I don’t subscribe to a daily newspaper, and, while the New York Times is on my feedreader, it’s in the section marked “news,” currently at 1000+ unread. I’ll go in and “mark all read” pretty soon to reset the counter to zero, but the chance that I’ll actually work through more than a few stories is pretty slim. I do get a Sunday paper — again, the Times, despite living five states and 300+ miles away from New York, as it’s the paper of my youth (and of the best Sunday crossword puzzle). I listen to NPR. But I often find the news so overwhelming that I simply ignore it. I wish I didn’t — I wish I were better informed, more active, more involved — but my efforts at keeping on top of things so often collapse into impotence, rage, and worry that I give up easily.

The parents of children lost to addiction and violence can’t ignore the news, though, nor can the residents of the Gulf Coast. And in some way we will all be residents of the Gulf Coast soon enough, I imagine — whether toxic plumes actually reach our own shores, or we can no longer safely buy and eat seafood, or we have to give up our beach vacations — or driving — it seems clear to me now that we are all affected by this spill and have to face up to our own addictions. And, no, I’m not saying an addiction to oil is like an addiction to street drugs—or am I? Both, after all, put us at risk. Both are bad for our health. Both are “someone else’s problem”—until they aren’t. I have no desire to obscure the specificity of a parent’s loss by comparing it to a national disaster, but the fact that both news stories are about risk-taking behavior gone horribly, horribly wrong makes me wonder if we can learn something by juxtaposing them. Can our sorrow — at the loss of marine habitat, or at the waste of a child’s life — teach us anything at all?
——
Assignment 1:
In the passage about following the news, how far does the writer live from New York?
Assignment 2:
Please continue the passage about following the news, starting right after its final sentence.
——
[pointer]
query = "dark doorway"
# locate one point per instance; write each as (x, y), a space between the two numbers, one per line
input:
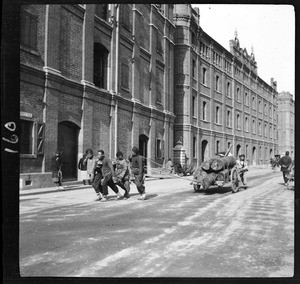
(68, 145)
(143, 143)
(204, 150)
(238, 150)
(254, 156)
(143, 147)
——
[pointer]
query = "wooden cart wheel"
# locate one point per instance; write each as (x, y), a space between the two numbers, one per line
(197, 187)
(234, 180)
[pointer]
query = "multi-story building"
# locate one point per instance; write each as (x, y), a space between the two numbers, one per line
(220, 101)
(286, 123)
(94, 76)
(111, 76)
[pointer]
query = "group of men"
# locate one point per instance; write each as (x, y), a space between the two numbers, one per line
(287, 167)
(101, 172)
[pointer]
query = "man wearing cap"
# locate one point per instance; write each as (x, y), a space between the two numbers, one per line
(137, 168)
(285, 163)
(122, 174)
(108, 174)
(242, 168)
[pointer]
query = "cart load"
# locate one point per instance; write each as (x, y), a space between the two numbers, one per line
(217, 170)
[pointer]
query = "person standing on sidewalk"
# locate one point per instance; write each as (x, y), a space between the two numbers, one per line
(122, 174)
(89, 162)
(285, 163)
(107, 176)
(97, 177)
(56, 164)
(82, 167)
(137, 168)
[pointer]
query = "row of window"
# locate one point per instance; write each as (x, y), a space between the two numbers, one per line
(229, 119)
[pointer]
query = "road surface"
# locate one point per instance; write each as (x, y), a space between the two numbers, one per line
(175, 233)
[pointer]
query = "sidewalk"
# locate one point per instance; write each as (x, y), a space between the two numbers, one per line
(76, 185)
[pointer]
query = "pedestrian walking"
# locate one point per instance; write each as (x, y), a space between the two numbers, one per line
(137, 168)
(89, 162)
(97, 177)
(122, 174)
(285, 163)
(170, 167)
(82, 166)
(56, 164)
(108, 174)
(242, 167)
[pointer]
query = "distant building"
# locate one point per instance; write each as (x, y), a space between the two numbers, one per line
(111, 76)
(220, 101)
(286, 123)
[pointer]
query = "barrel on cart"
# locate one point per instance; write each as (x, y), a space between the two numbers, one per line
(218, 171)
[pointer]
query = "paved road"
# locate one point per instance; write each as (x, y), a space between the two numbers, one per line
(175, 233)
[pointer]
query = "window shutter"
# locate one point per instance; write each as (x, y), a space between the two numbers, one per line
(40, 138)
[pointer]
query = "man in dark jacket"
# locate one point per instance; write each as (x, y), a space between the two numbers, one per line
——
Response box 1:
Five states and more than 300 miles away.

Response box 2:
After a death, a community mobilizes — there are memorials, stories told and memories shared. Some will seek justice, others compassion, others closure. On the edges of these stories, I seek answers: what happened, and how can we keep it from happening again? What is my part in this story? What can I do?

A child’s death simply leaves me speechless, nearly numb. But I have small answers — as many others do as well—for what to do about the oil spill: walk or carpool, take public transportation, eat local food, recycle. I do what I can — not enough, but some. It’s a start. But the questions remain.